• _Goal_: Print the Prop 8 passage below in full, word for word, with no changes.

Who will defend us? Some reasons to give thanks

Please read this article. Here’s the highlight:

On the last day of the election, anti-Prop 8 forces ran a “home invasion” ad depicting two young Mormon missionaries ransacking homes. The ad further accuses Mormons in California of trying to take over the government because, as citizens, they participated in the political process by voting and donating to a cause they believed in. A week after the election The Los Angeles Times editorial board opined that No on Prop 8 forces should run more “hard-hitting” ads like “home invasion,” along with more “in-your-face radicalism.”

On the “Dr. Phil” show last week I sat next to a powerful politician — Mayor Gavin Newsom — who ritually rejected violence but refused to decry these extraordinary threats to ordinary voters’ livelihoods. I also sat next to Joe Solmonese, head of the Human Rights Campaign, when a young Mormon in the audience asked him, “Why are you singling out my faith when so many other people supported Prop 8?” Did Joe, an amiable guy, take a moment to call his troops to back off from religious bigotry, to refocus on the larger problem — 7 million Californians disagree with his organization’s gay marriage civil rights dogma?

[Items drawn from a data source]
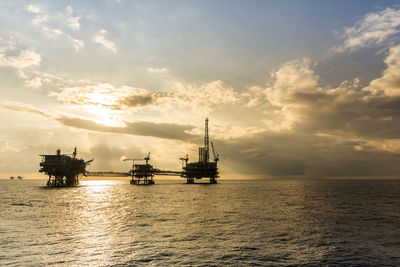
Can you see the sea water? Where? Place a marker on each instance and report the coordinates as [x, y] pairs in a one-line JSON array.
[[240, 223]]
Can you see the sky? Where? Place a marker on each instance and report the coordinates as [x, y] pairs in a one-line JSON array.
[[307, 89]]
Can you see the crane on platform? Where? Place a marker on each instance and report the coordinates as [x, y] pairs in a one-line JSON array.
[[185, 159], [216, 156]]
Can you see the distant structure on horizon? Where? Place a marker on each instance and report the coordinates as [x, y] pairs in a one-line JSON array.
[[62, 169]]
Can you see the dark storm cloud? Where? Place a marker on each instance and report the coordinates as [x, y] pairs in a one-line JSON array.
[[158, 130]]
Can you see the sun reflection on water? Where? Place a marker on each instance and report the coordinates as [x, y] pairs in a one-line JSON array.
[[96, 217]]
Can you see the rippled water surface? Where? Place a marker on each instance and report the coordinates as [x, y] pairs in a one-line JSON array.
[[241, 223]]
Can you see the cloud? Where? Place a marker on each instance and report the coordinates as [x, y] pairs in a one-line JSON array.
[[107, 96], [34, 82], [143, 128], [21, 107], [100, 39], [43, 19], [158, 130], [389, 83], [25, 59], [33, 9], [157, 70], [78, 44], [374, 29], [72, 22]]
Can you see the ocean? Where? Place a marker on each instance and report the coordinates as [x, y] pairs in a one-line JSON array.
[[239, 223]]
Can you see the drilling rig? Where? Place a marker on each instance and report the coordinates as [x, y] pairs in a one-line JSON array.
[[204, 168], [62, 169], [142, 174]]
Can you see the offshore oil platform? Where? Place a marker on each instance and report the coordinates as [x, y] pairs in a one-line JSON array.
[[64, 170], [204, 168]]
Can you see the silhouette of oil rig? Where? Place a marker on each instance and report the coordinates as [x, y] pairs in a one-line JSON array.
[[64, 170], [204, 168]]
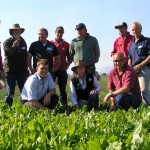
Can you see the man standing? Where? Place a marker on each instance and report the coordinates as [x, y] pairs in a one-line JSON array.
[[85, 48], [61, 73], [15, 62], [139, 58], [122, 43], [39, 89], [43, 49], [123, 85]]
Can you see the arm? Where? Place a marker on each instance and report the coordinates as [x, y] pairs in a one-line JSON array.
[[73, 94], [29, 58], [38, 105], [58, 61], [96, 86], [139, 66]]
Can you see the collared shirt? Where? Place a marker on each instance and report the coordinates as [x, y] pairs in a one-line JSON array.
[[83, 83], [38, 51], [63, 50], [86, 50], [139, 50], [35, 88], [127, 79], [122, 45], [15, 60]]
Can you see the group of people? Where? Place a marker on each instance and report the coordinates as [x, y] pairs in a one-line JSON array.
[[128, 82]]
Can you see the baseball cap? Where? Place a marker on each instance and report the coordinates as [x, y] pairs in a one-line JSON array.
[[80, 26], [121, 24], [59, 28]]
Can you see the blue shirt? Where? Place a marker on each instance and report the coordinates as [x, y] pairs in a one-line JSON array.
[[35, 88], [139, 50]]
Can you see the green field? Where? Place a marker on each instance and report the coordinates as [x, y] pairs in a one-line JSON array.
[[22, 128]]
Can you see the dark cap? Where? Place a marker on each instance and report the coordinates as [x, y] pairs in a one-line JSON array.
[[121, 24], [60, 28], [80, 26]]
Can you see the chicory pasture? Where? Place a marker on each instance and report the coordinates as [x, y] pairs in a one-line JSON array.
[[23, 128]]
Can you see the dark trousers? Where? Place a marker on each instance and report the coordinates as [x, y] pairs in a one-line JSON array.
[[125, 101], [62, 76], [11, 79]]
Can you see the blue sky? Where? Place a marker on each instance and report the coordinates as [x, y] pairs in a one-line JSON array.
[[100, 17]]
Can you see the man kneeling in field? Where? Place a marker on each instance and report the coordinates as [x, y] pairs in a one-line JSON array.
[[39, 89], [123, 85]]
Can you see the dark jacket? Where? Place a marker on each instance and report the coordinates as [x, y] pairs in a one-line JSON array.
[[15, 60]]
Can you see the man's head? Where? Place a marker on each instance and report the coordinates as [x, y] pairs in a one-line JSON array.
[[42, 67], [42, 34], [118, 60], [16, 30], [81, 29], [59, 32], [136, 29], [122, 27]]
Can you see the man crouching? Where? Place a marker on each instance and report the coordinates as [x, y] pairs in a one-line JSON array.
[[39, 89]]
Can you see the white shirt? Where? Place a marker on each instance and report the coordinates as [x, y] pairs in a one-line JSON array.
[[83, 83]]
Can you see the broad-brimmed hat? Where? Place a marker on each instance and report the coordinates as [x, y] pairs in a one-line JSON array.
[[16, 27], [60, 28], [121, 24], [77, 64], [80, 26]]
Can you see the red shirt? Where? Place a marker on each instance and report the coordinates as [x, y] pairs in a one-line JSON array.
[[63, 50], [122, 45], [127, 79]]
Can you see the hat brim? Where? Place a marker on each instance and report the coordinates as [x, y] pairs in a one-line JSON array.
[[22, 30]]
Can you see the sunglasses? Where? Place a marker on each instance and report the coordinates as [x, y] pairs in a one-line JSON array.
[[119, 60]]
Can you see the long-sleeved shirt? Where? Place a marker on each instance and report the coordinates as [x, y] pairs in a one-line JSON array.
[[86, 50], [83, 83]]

• _Written solution_:
Who will defend us? Some reasons to give thanks

Please read this article. Here’s the highlight:

On the last day of the election, anti-Prop 8 forces ran a “home invasion” ad depicting two young Mormon missionaries ransacking homes. The ad further accuses Mormons in California of trying to take over the government because, as citizens, they participated in the political process by voting and donating to a cause they believed in. A week after the election The Los Angeles Times editorial board opined that No on Prop 8 forces should run more “hard-hitting” ads like “home invasion,” along with more “in-your-face radicalism.”

On the “Dr. Phil” show last week I sat next to a powerful politician — Mayor Gavin Newsom — who ritually rejected violence but refused to decry these extraordinary threats to ordinary voters’ livelihoods. I also sat next to Joe Solmonese, head of the Human Rights Campaign, when a young Mormon in the audience asked him, “Why are you singling out my faith when so many other people supported Prop 8?” Did Joe, an amiable guy, take a moment to call his troops to back off from religious bigotry, to refocus on the larger problem — 7 million Californians disagree with his organization’s gay marriage civil rights dogma?